Reproduce only the lines from the line containing "line, e.g. [406,220]" to the end of the entries below, including both of those lines.

::::::::

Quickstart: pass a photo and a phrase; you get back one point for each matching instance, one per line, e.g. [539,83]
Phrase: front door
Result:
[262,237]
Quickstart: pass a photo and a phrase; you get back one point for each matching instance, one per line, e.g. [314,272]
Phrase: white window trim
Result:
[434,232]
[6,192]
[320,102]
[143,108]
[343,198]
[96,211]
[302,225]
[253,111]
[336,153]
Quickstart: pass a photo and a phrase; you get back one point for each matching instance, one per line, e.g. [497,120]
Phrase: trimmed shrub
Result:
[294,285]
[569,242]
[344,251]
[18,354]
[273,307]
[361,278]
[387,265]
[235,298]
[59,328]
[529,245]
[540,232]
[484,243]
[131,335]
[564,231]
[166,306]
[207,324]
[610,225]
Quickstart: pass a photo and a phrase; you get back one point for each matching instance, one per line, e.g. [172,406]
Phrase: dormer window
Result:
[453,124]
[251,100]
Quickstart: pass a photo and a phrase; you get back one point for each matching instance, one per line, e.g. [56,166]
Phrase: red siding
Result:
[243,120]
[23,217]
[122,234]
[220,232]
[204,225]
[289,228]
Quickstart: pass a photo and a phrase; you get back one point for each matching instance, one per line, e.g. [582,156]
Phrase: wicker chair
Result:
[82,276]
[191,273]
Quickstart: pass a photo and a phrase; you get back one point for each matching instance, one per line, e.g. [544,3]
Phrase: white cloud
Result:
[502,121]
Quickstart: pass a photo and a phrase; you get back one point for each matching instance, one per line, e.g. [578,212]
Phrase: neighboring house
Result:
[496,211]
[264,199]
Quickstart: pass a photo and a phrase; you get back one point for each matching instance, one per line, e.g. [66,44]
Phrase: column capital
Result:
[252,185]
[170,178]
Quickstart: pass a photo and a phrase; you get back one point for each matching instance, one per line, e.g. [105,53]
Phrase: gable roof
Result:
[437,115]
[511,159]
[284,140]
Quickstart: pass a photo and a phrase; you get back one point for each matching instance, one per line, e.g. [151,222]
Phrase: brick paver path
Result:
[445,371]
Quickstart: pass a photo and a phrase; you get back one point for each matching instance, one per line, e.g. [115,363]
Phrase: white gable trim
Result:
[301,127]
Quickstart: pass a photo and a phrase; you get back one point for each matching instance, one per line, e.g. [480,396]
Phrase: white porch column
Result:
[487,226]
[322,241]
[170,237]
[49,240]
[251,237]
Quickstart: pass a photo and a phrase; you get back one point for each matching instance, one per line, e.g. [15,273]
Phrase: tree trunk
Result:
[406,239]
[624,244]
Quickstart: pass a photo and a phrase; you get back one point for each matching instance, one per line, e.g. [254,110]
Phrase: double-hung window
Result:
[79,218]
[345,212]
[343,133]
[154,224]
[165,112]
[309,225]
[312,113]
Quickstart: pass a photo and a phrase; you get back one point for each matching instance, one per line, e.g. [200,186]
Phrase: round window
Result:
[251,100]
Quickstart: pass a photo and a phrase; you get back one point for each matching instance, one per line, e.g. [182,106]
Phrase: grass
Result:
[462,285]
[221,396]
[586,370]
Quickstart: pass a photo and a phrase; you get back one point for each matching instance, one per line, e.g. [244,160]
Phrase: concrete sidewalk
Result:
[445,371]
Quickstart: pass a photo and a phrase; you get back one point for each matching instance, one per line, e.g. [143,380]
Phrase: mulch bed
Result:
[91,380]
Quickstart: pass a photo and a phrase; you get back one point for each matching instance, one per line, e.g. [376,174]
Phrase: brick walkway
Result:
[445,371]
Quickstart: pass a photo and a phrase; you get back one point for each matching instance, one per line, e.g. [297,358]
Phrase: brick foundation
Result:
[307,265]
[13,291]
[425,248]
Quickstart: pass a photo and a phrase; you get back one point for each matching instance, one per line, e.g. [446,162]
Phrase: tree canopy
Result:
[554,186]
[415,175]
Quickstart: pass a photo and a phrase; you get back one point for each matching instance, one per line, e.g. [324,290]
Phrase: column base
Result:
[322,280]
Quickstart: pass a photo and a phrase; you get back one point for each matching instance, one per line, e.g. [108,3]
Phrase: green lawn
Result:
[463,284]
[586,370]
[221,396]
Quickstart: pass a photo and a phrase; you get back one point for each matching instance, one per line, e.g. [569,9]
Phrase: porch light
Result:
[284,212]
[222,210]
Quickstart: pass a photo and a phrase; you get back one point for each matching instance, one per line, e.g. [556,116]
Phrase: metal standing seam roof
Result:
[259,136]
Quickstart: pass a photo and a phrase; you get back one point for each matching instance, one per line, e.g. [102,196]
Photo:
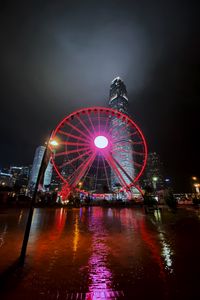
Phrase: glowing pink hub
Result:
[101,142]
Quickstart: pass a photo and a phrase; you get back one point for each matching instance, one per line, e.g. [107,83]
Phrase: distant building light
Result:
[155,178]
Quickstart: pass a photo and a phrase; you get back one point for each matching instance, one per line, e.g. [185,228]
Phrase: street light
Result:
[197,186]
[45,160]
[154,179]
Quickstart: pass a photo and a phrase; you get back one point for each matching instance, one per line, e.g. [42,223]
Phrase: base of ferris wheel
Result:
[125,195]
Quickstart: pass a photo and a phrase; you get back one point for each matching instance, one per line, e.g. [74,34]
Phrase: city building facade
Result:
[35,170]
[122,147]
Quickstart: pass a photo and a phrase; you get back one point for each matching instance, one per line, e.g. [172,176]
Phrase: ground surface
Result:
[101,253]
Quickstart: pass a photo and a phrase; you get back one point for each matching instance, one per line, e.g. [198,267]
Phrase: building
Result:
[153,176]
[35,170]
[6,180]
[118,100]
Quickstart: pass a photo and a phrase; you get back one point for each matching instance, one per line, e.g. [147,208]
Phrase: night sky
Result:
[58,56]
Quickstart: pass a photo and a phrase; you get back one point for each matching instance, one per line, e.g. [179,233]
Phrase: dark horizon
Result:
[58,57]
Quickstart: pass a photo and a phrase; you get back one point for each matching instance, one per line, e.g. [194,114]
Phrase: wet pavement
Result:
[101,253]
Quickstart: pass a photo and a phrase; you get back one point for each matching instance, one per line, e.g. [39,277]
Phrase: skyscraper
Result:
[35,169]
[122,147]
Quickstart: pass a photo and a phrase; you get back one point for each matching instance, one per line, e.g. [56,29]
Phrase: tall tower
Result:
[122,147]
[118,96]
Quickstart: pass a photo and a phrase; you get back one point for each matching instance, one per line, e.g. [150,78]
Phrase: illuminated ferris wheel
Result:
[99,149]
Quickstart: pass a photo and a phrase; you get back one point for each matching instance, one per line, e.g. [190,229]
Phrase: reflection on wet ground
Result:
[101,253]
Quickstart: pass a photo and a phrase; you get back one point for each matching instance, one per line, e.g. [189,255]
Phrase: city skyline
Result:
[57,58]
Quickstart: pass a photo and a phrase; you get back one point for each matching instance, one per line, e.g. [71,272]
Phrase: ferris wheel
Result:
[99,149]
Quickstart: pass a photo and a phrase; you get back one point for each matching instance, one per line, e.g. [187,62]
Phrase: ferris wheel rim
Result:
[113,112]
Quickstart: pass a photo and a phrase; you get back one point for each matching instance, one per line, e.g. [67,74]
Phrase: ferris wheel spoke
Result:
[133,134]
[137,143]
[97,172]
[73,144]
[121,126]
[71,135]
[75,159]
[71,151]
[77,129]
[112,163]
[84,169]
[83,124]
[106,173]
[71,177]
[99,121]
[129,151]
[90,120]
[138,165]
[106,124]
[123,170]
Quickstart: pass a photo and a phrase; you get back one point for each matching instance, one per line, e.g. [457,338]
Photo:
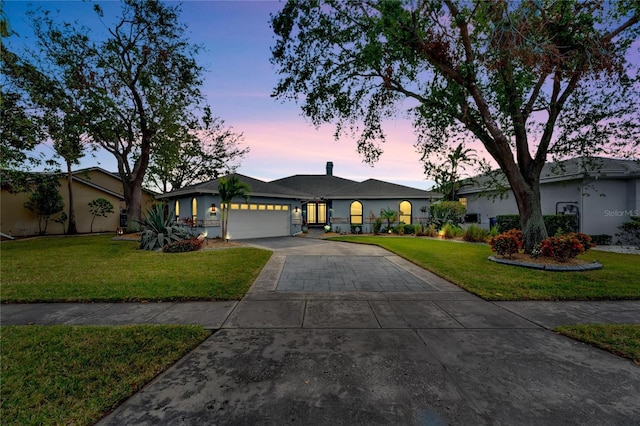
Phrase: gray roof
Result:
[317,186]
[258,188]
[574,168]
[309,187]
[373,188]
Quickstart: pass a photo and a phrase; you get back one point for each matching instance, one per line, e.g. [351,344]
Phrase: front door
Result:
[316,213]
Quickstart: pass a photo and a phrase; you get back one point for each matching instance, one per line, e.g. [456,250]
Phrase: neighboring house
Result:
[282,207]
[88,185]
[601,192]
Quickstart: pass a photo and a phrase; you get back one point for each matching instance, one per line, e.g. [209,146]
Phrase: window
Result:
[355,213]
[405,213]
[194,209]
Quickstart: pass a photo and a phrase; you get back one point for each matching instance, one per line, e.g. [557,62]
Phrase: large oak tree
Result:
[529,79]
[134,85]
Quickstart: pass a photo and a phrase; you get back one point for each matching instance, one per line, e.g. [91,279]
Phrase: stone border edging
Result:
[553,268]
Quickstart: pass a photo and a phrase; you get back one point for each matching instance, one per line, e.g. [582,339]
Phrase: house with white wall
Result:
[601,192]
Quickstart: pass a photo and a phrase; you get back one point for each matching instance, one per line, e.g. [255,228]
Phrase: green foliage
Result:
[54,269]
[507,243]
[630,232]
[556,224]
[489,71]
[450,230]
[508,221]
[195,155]
[389,215]
[183,246]
[159,229]
[229,188]
[136,87]
[601,239]
[45,200]
[75,375]
[377,225]
[560,224]
[564,247]
[620,339]
[460,264]
[475,234]
[446,212]
[99,207]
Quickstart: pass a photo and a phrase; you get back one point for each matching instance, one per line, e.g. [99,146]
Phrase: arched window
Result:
[194,209]
[355,213]
[405,212]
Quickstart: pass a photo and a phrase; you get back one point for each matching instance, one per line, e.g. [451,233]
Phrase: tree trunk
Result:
[71,228]
[527,197]
[134,205]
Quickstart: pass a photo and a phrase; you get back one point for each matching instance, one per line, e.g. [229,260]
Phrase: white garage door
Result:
[258,223]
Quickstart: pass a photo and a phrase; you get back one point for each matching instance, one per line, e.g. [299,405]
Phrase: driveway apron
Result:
[334,333]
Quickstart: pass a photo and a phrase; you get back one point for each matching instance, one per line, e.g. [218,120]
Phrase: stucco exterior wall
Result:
[341,212]
[18,221]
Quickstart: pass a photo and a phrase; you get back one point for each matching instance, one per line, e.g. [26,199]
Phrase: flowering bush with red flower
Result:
[562,247]
[507,243]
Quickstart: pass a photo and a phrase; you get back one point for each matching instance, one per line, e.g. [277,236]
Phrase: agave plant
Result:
[158,229]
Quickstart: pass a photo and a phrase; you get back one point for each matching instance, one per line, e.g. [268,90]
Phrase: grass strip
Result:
[76,375]
[467,266]
[620,339]
[96,268]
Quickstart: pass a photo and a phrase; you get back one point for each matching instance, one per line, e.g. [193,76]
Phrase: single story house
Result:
[284,206]
[601,192]
[88,185]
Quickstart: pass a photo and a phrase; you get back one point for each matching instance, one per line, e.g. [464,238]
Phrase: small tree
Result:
[45,200]
[230,188]
[99,207]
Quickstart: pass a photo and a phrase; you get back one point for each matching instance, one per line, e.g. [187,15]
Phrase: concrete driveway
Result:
[334,333]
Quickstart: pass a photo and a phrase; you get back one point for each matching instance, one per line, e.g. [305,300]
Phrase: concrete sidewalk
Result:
[334,333]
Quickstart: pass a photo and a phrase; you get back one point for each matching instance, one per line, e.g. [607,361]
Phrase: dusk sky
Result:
[239,80]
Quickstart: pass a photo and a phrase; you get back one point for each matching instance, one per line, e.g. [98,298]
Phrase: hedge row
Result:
[561,224]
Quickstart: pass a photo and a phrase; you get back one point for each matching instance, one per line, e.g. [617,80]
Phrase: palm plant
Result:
[159,229]
[230,188]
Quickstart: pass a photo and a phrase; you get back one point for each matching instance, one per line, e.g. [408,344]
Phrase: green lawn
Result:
[96,268]
[467,266]
[621,339]
[75,375]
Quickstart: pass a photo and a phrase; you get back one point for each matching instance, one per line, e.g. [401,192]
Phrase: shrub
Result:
[449,231]
[601,239]
[475,234]
[630,232]
[377,225]
[555,224]
[507,243]
[159,229]
[560,224]
[584,239]
[562,248]
[507,222]
[183,246]
[446,212]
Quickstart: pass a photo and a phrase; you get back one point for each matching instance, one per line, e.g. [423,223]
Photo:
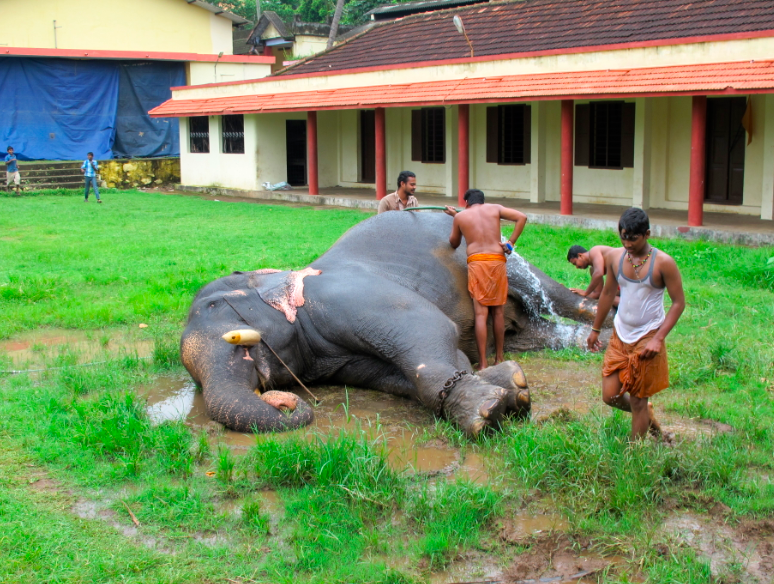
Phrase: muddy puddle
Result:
[568,388]
[395,420]
[558,388]
[43,348]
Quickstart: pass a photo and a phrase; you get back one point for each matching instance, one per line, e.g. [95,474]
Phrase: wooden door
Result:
[295,137]
[726,141]
[367,146]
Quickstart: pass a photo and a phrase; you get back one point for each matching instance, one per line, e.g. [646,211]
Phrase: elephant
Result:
[385,308]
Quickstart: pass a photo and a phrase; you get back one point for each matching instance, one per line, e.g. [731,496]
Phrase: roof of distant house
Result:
[237,20]
[288,31]
[388,11]
[538,26]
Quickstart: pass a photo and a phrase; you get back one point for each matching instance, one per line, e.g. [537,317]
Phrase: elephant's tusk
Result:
[246,337]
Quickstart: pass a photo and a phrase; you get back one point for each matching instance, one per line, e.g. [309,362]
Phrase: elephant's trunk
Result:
[228,378]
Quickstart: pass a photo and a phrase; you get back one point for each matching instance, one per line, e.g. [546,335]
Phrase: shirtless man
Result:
[479,224]
[636,359]
[404,197]
[594,259]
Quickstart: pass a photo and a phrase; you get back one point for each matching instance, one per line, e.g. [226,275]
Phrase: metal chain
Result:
[447,387]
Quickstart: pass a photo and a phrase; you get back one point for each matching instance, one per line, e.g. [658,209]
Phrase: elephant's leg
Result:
[510,376]
[541,334]
[399,327]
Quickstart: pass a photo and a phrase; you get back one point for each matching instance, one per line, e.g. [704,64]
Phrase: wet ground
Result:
[559,388]
[49,348]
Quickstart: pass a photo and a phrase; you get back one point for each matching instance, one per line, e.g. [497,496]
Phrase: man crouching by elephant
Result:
[487,275]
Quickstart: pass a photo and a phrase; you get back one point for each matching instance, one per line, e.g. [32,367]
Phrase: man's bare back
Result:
[480,226]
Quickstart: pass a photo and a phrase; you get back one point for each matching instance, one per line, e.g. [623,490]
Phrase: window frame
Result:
[203,136]
[233,138]
[519,134]
[428,135]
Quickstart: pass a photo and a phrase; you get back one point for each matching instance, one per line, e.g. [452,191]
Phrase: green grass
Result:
[345,515]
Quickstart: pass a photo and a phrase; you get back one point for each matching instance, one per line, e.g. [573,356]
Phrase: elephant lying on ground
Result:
[386,308]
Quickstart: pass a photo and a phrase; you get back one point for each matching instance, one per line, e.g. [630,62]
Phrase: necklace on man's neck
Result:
[642,263]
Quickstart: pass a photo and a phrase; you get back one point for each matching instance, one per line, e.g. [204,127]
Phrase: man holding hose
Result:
[479,224]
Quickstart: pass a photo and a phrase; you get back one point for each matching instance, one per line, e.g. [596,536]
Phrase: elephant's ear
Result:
[287,294]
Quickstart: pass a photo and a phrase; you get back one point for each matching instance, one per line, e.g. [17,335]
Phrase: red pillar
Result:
[698,161]
[381,153]
[311,152]
[568,109]
[463,152]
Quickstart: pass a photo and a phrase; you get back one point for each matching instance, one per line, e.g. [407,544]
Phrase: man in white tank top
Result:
[635,365]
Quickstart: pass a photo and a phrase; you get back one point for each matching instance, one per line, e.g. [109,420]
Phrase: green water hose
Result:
[430,208]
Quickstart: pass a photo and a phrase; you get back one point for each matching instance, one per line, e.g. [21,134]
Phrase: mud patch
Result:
[556,558]
[564,390]
[41,348]
[742,552]
[397,421]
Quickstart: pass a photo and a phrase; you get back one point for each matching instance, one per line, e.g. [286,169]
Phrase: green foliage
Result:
[140,257]
[354,12]
[254,518]
[354,464]
[453,515]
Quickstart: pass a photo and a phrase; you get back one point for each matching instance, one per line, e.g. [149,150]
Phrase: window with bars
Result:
[508,134]
[428,135]
[604,135]
[234,134]
[199,134]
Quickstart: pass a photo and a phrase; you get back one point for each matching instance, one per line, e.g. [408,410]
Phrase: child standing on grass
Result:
[89,169]
[636,359]
[12,170]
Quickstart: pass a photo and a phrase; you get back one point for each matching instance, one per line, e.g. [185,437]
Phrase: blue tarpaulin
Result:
[59,109]
[142,86]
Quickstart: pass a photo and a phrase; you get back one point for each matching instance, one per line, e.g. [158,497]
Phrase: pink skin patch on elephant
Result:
[282,400]
[290,294]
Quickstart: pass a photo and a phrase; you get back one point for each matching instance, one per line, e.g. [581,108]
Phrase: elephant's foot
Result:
[510,376]
[475,405]
[282,400]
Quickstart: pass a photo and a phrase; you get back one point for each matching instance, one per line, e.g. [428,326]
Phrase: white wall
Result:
[659,180]
[216,169]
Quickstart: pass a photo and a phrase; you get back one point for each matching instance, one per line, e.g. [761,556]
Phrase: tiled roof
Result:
[525,26]
[716,78]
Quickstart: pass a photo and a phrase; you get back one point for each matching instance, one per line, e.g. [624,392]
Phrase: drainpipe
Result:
[311,151]
[463,152]
[568,107]
[698,161]
[381,153]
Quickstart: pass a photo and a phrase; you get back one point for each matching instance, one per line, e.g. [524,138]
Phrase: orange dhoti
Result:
[640,377]
[488,278]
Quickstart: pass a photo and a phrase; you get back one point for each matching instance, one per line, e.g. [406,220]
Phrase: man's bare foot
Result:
[654,428]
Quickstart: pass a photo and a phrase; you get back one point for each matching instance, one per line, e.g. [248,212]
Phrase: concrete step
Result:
[52,179]
[42,186]
[52,172]
[74,164]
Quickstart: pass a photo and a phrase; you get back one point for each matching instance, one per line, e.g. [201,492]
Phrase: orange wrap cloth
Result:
[488,278]
[640,377]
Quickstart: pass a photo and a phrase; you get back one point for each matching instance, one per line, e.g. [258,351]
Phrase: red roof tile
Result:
[528,26]
[744,77]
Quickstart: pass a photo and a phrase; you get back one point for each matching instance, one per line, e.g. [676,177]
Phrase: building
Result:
[666,104]
[78,75]
[288,42]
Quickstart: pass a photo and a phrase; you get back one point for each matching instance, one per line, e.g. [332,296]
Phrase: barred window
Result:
[234,134]
[604,135]
[508,134]
[428,134]
[199,134]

::::::::

[RESPONSE]
Quickstart: pass a photo and a phrase; you get back one point for each matching instance, one per line, e.g. [406,220]
Phrase: man's bare foot
Result:
[654,428]
Quickstart: pass a photo and a phrase; you get back one point for each matching instance, one per line, e.g. [248,212]
Phrase: concrete step
Result:
[52,179]
[42,186]
[52,172]
[74,164]
Quickstart: pass a photo and a phrase; you get back one point for each matching instance, one per line, e.g. [201,492]
Phrase: orange wrap cloth
Result:
[488,278]
[640,377]
Quickstart: pass a photo and a phrase; you get back one point for each matching instance, one per line, e.g. [258,351]
Phrase: red roof tile
Result:
[528,26]
[744,77]
Quickstart: pass a photo and a phrase; you get back one point for each matching instance, one per line, e.g. [676,177]
Phrase: building
Result:
[666,104]
[78,75]
[288,42]
Quickstart: pass a photo and a phrase; you get back one point for each matching instance, one per line, e.g. [332,296]
Phrase: barred window
Result:
[234,134]
[604,135]
[508,134]
[428,134]
[199,134]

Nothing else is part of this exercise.